Copy the records from the line containing "Can you tell me where the water" through the end of the records, both ends included, and keep the requests in place. In the answers, multiply every bounding-box coordinate by 0.3 and round it to a whole number, rounding halves up.

Start Information supplied

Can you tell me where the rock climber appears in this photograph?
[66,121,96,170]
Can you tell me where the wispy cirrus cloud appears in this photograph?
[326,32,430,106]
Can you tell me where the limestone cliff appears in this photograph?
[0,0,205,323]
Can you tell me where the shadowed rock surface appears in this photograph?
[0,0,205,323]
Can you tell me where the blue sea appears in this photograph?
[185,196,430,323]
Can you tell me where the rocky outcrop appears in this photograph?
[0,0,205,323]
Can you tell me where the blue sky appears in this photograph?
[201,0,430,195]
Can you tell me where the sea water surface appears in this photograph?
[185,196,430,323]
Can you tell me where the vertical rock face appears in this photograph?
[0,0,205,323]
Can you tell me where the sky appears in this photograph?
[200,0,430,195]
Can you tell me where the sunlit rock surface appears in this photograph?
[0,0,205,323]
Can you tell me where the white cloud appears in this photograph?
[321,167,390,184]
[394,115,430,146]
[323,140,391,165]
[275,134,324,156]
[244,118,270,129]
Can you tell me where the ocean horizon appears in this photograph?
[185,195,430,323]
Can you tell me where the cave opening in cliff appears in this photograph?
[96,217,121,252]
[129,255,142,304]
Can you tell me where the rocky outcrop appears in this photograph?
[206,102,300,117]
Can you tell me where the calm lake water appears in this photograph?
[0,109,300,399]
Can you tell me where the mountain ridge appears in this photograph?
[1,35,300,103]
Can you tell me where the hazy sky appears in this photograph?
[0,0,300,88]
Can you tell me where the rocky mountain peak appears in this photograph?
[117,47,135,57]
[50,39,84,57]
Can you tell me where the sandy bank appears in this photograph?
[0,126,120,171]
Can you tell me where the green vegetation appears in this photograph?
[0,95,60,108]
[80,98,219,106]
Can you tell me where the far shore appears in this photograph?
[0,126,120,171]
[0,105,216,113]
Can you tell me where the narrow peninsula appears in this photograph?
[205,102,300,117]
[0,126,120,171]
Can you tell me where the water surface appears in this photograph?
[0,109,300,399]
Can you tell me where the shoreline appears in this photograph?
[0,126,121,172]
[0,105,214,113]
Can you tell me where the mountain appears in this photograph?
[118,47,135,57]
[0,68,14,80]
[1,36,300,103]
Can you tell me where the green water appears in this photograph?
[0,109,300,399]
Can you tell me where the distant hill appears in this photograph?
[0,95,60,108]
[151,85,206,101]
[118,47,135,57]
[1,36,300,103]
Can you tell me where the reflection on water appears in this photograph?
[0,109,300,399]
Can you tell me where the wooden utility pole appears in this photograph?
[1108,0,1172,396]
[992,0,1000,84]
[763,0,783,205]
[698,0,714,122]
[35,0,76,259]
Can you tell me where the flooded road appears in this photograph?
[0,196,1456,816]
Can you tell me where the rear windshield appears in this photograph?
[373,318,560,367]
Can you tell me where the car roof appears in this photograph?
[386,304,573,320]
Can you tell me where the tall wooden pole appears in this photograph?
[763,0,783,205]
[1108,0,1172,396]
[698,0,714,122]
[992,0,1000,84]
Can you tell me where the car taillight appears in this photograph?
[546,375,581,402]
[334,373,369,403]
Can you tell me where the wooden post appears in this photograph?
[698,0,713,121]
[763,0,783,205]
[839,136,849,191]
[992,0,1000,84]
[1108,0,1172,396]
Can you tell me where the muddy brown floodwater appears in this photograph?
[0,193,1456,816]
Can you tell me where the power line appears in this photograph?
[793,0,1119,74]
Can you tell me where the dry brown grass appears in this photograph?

End Information supplied

Solution below
Can you tell me where the water surface appears in this photograph?
[0,33,90,120]
Can you tell me where the shoreline appears in this photograph?
[0,38,36,52]
[0,32,64,34]
Can you tell me where the mountain appears in this photograph?
[35,14,41,17]
[0,20,4,24]
[0,11,90,31]
Can you tell me where the green water appears in this photograph?
[0,33,90,120]
Can you tell me where the distant hill appears in this photograph?
[0,29,18,32]
[45,26,62,30]
[35,14,41,17]
[0,11,90,31]
Can you tell me where the reflection on water appears in this photograph?
[0,33,90,120]
Can you tell me where the wooden utility pole appears in this photograph?
[332,0,352,119]
[298,0,300,25]
[229,0,235,62]
[209,0,214,37]
[11,0,23,78]
Can you tell me where the flooded road appears in this photograph?
[0,59,437,245]
Can you tell me where the rear windshield appears in this photograph?
[112,95,168,110]
Can you tell me where the car roof appears in this photograph?
[116,91,172,96]
Can you tell me where the tall wooden pole appears in this photograph?
[229,0,235,62]
[332,0,352,119]
[209,0,214,37]
[298,0,300,25]
Can you tell me where the car taillight appears in this photograph?
[164,113,174,121]
[100,112,111,121]
Can you tell me where the wooden post appears in this photograph?
[209,0,214,36]
[229,0,235,62]
[252,41,255,57]
[298,0,300,25]
[332,0,352,119]
Can you tell me where the muddy brown floodwater appears in this photograph?
[0,58,437,245]
Can you tell me where the power line appears in this photograph?
[238,0,336,22]
Can you tell me where the dry brown grass appears in this photograph?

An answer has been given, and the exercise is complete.